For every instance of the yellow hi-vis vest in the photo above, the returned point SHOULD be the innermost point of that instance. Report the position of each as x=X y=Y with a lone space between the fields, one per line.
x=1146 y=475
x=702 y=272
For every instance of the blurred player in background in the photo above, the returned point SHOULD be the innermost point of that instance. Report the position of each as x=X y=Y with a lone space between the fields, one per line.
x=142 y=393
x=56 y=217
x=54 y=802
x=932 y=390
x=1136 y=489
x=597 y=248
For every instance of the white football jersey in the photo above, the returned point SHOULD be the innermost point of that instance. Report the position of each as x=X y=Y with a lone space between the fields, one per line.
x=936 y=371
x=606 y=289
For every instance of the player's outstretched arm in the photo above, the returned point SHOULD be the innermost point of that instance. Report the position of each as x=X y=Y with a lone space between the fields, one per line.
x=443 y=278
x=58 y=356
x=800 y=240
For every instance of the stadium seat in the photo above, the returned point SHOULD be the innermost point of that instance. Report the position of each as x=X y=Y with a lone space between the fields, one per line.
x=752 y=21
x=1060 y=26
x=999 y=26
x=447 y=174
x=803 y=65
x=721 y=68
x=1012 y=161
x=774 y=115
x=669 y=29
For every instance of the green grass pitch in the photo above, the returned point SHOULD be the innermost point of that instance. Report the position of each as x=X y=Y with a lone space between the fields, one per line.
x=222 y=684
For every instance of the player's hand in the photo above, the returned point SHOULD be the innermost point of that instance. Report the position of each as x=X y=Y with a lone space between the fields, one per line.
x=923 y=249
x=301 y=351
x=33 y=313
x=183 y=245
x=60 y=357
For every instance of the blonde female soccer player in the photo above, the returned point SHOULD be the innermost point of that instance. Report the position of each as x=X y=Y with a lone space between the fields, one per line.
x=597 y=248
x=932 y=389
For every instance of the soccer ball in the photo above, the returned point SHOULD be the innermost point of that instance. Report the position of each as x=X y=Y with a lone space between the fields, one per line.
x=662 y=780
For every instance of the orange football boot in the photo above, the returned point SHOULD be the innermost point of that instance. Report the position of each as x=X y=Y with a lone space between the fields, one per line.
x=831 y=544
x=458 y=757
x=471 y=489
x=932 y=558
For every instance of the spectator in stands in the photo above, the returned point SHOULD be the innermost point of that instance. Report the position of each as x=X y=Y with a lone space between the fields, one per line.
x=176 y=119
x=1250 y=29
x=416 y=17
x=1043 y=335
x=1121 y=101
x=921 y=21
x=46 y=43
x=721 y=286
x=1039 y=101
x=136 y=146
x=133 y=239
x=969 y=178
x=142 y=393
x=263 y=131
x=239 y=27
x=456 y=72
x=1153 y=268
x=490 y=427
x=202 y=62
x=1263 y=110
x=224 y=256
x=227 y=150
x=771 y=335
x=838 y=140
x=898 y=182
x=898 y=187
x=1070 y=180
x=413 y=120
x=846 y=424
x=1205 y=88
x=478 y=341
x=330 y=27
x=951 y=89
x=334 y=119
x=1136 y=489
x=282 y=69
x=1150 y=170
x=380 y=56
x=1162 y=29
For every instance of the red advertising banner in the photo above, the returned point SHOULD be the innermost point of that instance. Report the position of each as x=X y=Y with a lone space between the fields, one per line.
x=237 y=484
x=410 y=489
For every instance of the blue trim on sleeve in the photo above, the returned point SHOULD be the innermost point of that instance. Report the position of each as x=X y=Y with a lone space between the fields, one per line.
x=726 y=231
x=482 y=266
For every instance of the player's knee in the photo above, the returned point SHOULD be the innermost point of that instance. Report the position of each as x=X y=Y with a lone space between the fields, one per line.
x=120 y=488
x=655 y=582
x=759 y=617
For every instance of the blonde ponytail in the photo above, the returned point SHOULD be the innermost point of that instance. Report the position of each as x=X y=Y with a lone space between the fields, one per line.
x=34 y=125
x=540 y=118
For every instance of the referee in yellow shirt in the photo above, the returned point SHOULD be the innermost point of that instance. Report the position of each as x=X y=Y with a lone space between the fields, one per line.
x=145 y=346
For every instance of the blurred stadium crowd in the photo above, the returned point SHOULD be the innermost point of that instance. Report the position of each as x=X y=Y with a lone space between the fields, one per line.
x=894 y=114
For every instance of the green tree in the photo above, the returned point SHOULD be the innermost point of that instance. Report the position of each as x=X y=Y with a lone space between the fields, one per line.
━━━
Given instruction: Can you copy all of the entries above word for word, changing nothing?

Full solution:
For every instance of the yellow hi-vis vest in the photo above, the returned point SHOULD be the innermost point of that instance. Report the position of each as x=X y=Y with a lone space between the fields, one per line.
x=1146 y=475
x=702 y=272
For every instance of the blurred player in background in the photo above, the returned point SHOULD be the innermost point of that instance. Report the position of each as x=X y=Y with a lone space between the fields, one per line.
x=142 y=393
x=56 y=217
x=54 y=802
x=932 y=390
x=1136 y=489
x=597 y=248
For every instance of the white football jersey in the photo above, the returned point SHOULD be the innermost point of that instance. Report the position of each as x=X y=Y with a lone space between the fields, one per line.
x=936 y=371
x=606 y=289
For every instance of the player's outstretched arm in the photo above, the returned point SHOULD be the innermost point of that instance. Report the position of each as x=X y=Y with a lone space between the fields, one per line.
x=443 y=278
x=58 y=356
x=800 y=240
For every instance of the stadium seat in the photo above, the returned point SHOULD be the innermost point of that instance. Report the position of each as x=X y=Y with a lone space between the fields, one per line.
x=752 y=21
x=1060 y=26
x=999 y=26
x=447 y=174
x=803 y=65
x=721 y=68
x=1012 y=161
x=774 y=115
x=669 y=29
For every instance of the green grass pitch in the photo above, the returned point SHOULD be the innermost point of that instance. Report the position of each as x=X y=Y with a lone space between the fields, one per line.
x=222 y=684
For every instance of the player's hand in the photo above, the returned point SHOULD be the innermost point of that instance. Report the position of each as x=X y=Y with a lone space between the fields, one per line.
x=923 y=249
x=301 y=351
x=33 y=313
x=183 y=245
x=60 y=357
For every instance of the blonde female soccer player in the photo above, the returned point SHOULD be the innermost point of that instance. Report the position of each as x=X y=Y with a lone space between the fields, one per line.
x=597 y=248
x=932 y=389
For every instance of the soccer ball in the photo above, the returned point SHOULD be the innermost point of that instance. Report the position of each as x=X y=Y with a lone space between the fields, one per line.
x=662 y=780
For every instance of the orange football boot in the photo above, the returned point SHOULD be the innermost point of that instance. Report the position of each as x=X y=Y with a lone space between the fields, one per line.
x=831 y=544
x=458 y=757
x=471 y=489
x=932 y=558
For every instance of the spectator in stands in the photo above, the returned point SHOULD be the innermost point of that instance. Report the position of each as x=X y=Y with a lone space between the fields, one per line.
x=176 y=119
x=1250 y=29
x=416 y=17
x=1043 y=335
x=1121 y=101
x=921 y=21
x=46 y=43
x=721 y=286
x=1039 y=101
x=136 y=146
x=133 y=239
x=969 y=178
x=142 y=393
x=263 y=131
x=239 y=27
x=456 y=72
x=1153 y=268
x=490 y=427
x=202 y=62
x=1263 y=110
x=224 y=256
x=227 y=150
x=771 y=335
x=838 y=140
x=898 y=182
x=898 y=187
x=1070 y=180
x=413 y=120
x=846 y=424
x=1205 y=88
x=478 y=341
x=330 y=27
x=951 y=89
x=334 y=119
x=1136 y=489
x=282 y=69
x=1150 y=170
x=380 y=56
x=1162 y=29
For every instance of the red advertising banner in the photo above, the returned point SHOULD be the innermost point of that instance. Report the position of each as x=X y=Y with a lone space between the fields, one per line.
x=237 y=484
x=410 y=489
For every instance of the blue trim on sleeve in the photo above, the returned point SHOULD be the innermost point of that instance. Report the position of each as x=X y=Y with a lone space between the fields, one per line.
x=726 y=231
x=482 y=266
For every instance of the player's knee in the photo above, the returned point SHOULD be the innermost point of that instance. Report the position of each as x=X y=Y with a lone space between the fields, one per line.
x=120 y=488
x=655 y=582
x=759 y=617
For every instance of the blonde ponytail in the photo above, the returned point SHOULD be the innermost point of that instance. Report the position of each as x=X y=Y with a lone space between the fields, one per line.
x=34 y=125
x=540 y=118
For every instance of the referee in yellow shirt in the photo above, the returned point SHOULD be the innermost point of that instance. Report the position of each as x=X y=Y with a lone space between the fields, one per line.
x=145 y=346
For every instance of the blurred stadium crowd in the photo above, the returned point SHOULD be the innermost point of that instance. Report the position of each as x=X y=Y with a lone space between the fields, one per line.
x=894 y=114
For every instance of the green tree in the photo above, the returned point SHOULD be the innermost point of that instance. Report the position of each as x=X y=Y with a lone space between the fields, one per line.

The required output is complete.